[Start]

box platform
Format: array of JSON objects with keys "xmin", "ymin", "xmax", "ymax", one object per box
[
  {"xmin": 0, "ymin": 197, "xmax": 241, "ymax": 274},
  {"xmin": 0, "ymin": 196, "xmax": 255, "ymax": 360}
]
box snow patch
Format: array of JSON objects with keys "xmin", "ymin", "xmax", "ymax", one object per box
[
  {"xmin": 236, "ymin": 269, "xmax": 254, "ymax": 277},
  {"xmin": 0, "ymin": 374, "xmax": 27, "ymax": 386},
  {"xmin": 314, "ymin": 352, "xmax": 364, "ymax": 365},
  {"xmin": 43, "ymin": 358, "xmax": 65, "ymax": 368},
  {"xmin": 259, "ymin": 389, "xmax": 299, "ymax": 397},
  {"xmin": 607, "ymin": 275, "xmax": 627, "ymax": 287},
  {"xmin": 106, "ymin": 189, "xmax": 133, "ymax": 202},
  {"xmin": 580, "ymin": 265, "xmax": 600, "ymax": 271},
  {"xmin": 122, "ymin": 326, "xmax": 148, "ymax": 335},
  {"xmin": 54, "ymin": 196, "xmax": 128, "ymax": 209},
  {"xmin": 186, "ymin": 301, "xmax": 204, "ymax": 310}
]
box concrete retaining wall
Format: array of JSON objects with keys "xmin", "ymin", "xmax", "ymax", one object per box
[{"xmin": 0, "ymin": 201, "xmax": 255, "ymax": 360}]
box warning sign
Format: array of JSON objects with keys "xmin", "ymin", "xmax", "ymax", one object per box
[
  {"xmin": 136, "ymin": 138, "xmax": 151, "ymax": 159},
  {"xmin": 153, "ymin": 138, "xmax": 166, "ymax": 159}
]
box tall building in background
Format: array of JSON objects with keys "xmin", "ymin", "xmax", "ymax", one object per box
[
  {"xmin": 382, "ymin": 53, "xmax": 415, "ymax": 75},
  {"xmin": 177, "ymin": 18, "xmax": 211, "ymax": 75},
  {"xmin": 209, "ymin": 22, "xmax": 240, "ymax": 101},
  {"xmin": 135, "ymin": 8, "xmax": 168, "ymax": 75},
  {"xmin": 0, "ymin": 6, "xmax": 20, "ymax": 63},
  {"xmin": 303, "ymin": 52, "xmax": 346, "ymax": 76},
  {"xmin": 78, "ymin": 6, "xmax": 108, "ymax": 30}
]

[End]

_PROBLEM DETAILS_: Copy every line of the items above verbatim, without adding or dropping anything.

_FINISHED ANSWER_:
box platform
Format: array of JSON objects with keys "xmin", "ymin", "xmax", "ymax", one object per box
[
  {"xmin": 0, "ymin": 197, "xmax": 241, "ymax": 274},
  {"xmin": 0, "ymin": 196, "xmax": 255, "ymax": 360}
]
box snow patch
Format: array of JSON objects with keys "xmin", "ymin", "xmax", "ymax", one object per box
[
  {"xmin": 236, "ymin": 269, "xmax": 254, "ymax": 277},
  {"xmin": 0, "ymin": 374, "xmax": 27, "ymax": 386},
  {"xmin": 314, "ymin": 352, "xmax": 364, "ymax": 365},
  {"xmin": 43, "ymin": 358, "xmax": 65, "ymax": 368},
  {"xmin": 259, "ymin": 389, "xmax": 299, "ymax": 397},
  {"xmin": 607, "ymin": 275, "xmax": 627, "ymax": 287},
  {"xmin": 106, "ymin": 189, "xmax": 133, "ymax": 202},
  {"xmin": 580, "ymin": 265, "xmax": 600, "ymax": 271},
  {"xmin": 122, "ymin": 326, "xmax": 148, "ymax": 335},
  {"xmin": 54, "ymin": 196, "xmax": 128, "ymax": 209},
  {"xmin": 186, "ymin": 301, "xmax": 204, "ymax": 310}
]
box concrete retaining wall
Format: array of JSON objects with keys "xmin", "ymin", "xmax", "ymax", one object per box
[{"xmin": 0, "ymin": 201, "xmax": 255, "ymax": 360}]
box warning sign
Format: array of JSON objects with keys "xmin", "ymin", "xmax", "ymax", one object per box
[
  {"xmin": 136, "ymin": 138, "xmax": 151, "ymax": 159},
  {"xmin": 153, "ymin": 138, "xmax": 166, "ymax": 159}
]
box tall building in background
Format: array of JSON objects with keys "xmin", "ymin", "xmax", "ymax", one object per box
[
  {"xmin": 382, "ymin": 53, "xmax": 415, "ymax": 75},
  {"xmin": 177, "ymin": 18, "xmax": 211, "ymax": 75},
  {"xmin": 209, "ymin": 22, "xmax": 240, "ymax": 101},
  {"xmin": 135, "ymin": 8, "xmax": 168, "ymax": 75},
  {"xmin": 0, "ymin": 6, "xmax": 20, "ymax": 63},
  {"xmin": 303, "ymin": 52, "xmax": 346, "ymax": 76},
  {"xmin": 78, "ymin": 6, "xmax": 108, "ymax": 30}
]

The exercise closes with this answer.